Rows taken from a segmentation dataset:
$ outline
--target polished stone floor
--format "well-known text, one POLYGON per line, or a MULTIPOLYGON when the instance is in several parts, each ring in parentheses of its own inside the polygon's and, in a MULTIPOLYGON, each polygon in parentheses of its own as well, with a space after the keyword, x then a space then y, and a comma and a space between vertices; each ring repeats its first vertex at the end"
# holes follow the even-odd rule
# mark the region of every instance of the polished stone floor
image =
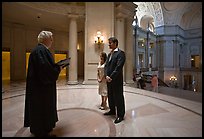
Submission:
MULTIPOLYGON (((25 82, 3 84, 2 136, 32 137, 23 127, 25 82)), ((104 116, 97 85, 57 81, 58 137, 202 137, 202 102, 124 86, 126 114, 104 116)))

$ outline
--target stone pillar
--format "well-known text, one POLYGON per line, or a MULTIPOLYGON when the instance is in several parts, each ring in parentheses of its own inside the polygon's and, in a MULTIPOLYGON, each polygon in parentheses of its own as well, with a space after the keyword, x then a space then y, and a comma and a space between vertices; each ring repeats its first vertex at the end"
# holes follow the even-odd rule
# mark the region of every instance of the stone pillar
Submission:
POLYGON ((118 39, 118 47, 125 51, 125 19, 123 17, 116 18, 115 36, 118 39))
POLYGON ((69 24, 69 57, 71 57, 69 65, 68 84, 78 84, 77 70, 77 23, 76 16, 70 15, 69 24))
POLYGON ((126 48, 126 64, 125 64, 125 82, 127 84, 134 83, 133 78, 133 69, 134 69, 134 48, 133 48, 133 27, 132 27, 132 18, 126 18, 126 34, 125 34, 125 48, 126 48))
POLYGON ((11 81, 26 79, 26 34, 24 25, 14 24, 11 42, 11 81))
MULTIPOLYGON (((120 13, 116 17, 115 31, 115 37, 118 39, 118 48, 125 51, 125 19, 120 13)), ((125 78, 125 68, 123 68, 123 77, 125 78)))

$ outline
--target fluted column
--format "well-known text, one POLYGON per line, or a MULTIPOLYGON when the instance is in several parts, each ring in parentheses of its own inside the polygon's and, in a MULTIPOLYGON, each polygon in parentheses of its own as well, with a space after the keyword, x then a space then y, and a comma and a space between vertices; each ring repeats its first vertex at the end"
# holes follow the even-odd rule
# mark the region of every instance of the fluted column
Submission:
POLYGON ((125 51, 125 22, 123 17, 116 19, 116 38, 118 39, 118 46, 125 51))
POLYGON ((77 78, 77 23, 76 16, 69 16, 69 57, 71 57, 69 65, 68 84, 78 84, 77 78))

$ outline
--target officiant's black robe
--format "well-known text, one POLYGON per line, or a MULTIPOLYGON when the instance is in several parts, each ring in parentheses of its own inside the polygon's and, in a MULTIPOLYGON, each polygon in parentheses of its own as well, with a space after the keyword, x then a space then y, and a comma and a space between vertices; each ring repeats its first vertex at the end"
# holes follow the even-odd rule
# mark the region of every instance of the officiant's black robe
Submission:
POLYGON ((24 127, 42 135, 50 132, 58 121, 56 80, 60 67, 50 51, 38 44, 31 52, 26 78, 24 127))

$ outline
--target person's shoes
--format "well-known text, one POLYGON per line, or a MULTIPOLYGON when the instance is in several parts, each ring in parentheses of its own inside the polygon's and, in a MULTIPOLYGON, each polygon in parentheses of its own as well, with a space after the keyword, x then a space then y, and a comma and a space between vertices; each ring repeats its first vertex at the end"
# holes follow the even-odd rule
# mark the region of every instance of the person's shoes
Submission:
POLYGON ((122 120, 124 120, 123 117, 117 117, 114 121, 115 124, 120 123, 122 120))
POLYGON ((103 115, 115 115, 115 113, 109 111, 109 112, 104 113, 103 115))

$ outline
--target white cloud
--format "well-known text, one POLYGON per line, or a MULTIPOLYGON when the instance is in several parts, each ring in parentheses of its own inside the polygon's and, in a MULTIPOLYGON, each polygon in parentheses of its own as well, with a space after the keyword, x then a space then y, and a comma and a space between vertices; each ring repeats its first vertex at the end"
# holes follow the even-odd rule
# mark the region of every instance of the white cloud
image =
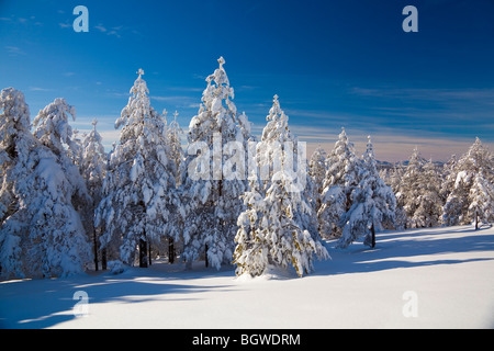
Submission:
POLYGON ((25 53, 19 46, 5 46, 4 48, 10 56, 25 55, 25 53))

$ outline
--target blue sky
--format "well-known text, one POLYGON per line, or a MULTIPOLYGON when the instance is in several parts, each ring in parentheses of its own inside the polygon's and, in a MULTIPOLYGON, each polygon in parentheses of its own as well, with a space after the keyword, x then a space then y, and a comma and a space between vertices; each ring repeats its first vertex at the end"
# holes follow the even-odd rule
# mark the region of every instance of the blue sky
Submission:
POLYGON ((260 134, 280 97, 300 139, 327 151, 347 128, 382 160, 494 149, 494 2, 384 0, 0 0, 0 88, 22 90, 32 118, 55 98, 93 117, 106 146, 143 68, 151 104, 187 129, 205 77, 226 59, 235 103, 260 134), (89 33, 76 33, 76 5, 89 33), (418 33, 405 33, 405 5, 418 33))

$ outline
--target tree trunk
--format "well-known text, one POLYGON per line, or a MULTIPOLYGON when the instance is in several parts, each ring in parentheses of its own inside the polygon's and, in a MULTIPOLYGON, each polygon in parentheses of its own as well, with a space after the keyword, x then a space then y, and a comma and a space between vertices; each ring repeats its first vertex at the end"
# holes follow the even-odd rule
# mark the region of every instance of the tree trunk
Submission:
POLYGON ((92 238, 94 246, 94 271, 98 272, 98 239, 97 239, 97 230, 94 226, 92 226, 92 238))
POLYGON ((374 229, 374 224, 372 223, 372 227, 371 227, 371 234, 372 234, 372 244, 371 244, 371 248, 375 247, 375 229, 374 229))
POLYGON ((207 259, 207 244, 205 245, 204 248, 204 252, 205 252, 205 267, 210 267, 210 260, 207 259))
POLYGON ((170 264, 175 262, 175 244, 172 238, 168 238, 168 262, 170 264))
POLYGON ((475 230, 479 230, 479 213, 475 211, 475 230))
POLYGON ((106 249, 105 248, 101 250, 101 269, 103 271, 106 270, 106 249))
POLYGON ((149 265, 151 265, 153 263, 151 263, 150 242, 149 242, 149 247, 147 248, 147 254, 148 254, 148 258, 149 258, 149 265))
POLYGON ((139 239, 139 268, 147 268, 147 242, 139 239))

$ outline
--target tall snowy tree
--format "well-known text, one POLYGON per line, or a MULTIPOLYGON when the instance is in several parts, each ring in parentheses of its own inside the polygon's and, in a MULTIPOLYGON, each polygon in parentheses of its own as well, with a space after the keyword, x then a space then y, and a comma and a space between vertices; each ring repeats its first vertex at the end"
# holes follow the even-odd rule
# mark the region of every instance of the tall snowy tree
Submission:
MULTIPOLYGON (((89 196, 91 201, 85 208, 83 217, 85 226, 92 236, 94 269, 98 271, 99 257, 99 231, 101 228, 94 226, 94 212, 103 196, 103 181, 106 177, 106 154, 102 144, 102 137, 97 131, 98 122, 92 122, 92 131, 85 137, 81 143, 80 171, 86 180, 89 196)), ((103 270, 105 269, 105 258, 103 254, 103 270)))
POLYGON ((415 148, 396 192, 398 206, 403 207, 406 213, 406 228, 420 228, 423 224, 423 220, 417 220, 414 216, 420 206, 425 163, 426 160, 422 157, 418 148, 415 148))
POLYGON ((494 220, 493 174, 492 155, 476 138, 451 171, 450 178, 454 183, 444 206, 442 224, 452 226, 474 222, 479 228, 479 220, 494 220))
POLYGON ((90 246, 74 206, 87 191, 64 147, 71 145, 66 112, 74 116, 75 110, 64 99, 42 110, 34 120, 36 139, 27 133, 29 109, 21 92, 3 90, 1 105, 0 120, 7 122, 2 129, 14 143, 8 148, 13 167, 4 179, 13 203, 0 228, 2 275, 50 278, 82 272, 91 257, 90 246))
POLYGON ((19 216, 19 184, 29 174, 29 155, 36 146, 30 132, 30 110, 24 94, 13 88, 0 93, 0 274, 24 278, 22 250, 26 224, 19 216), (18 219, 15 218, 18 217, 18 219))
POLYGON ((138 247, 139 267, 146 268, 149 242, 167 233, 167 195, 175 189, 176 173, 166 123, 150 106, 144 71, 137 73, 128 103, 115 122, 115 128, 123 127, 110 154, 96 225, 105 226, 102 248, 119 242, 121 260, 133 264, 138 247))
POLYGON ((206 78, 201 107, 189 126, 182 177, 188 204, 183 257, 189 268, 202 252, 206 265, 217 269, 232 261, 237 217, 244 207, 239 196, 248 189, 250 123, 237 113, 223 57, 218 64, 206 78))
POLYGON ((353 144, 349 141, 345 128, 341 128, 338 141, 326 161, 327 171, 317 218, 323 237, 338 237, 343 233, 340 218, 351 207, 351 193, 359 184, 361 168, 360 160, 355 156, 353 144))
POLYGON ((396 199, 391 189, 379 177, 372 141, 369 137, 366 154, 362 156, 360 182, 351 193, 351 207, 341 216, 341 238, 337 246, 348 247, 363 236, 363 242, 375 246, 375 231, 382 230, 384 224, 394 225, 396 199))
POLYGON ((315 258, 329 258, 322 242, 294 215, 295 211, 312 210, 302 192, 290 191, 292 178, 287 172, 273 176, 263 199, 257 186, 251 186, 244 196, 247 210, 238 217, 234 254, 237 275, 261 275, 271 264, 284 269, 292 265, 302 276, 314 270, 315 258))
POLYGON ((417 228, 437 227, 442 214, 441 179, 431 160, 424 165, 418 182, 419 195, 416 199, 418 206, 411 222, 417 228))

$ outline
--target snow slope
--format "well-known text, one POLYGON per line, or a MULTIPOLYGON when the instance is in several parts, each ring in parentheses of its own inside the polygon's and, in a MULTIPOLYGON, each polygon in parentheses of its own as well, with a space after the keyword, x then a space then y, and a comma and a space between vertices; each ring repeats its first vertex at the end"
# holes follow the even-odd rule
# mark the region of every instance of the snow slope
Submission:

REQUIRED WORK: Show, copied in full, every line above that contains the word "trunk".

EXERCISE SOLUTION:
--target tree trunk
# mark the region of every instance of the tree trunk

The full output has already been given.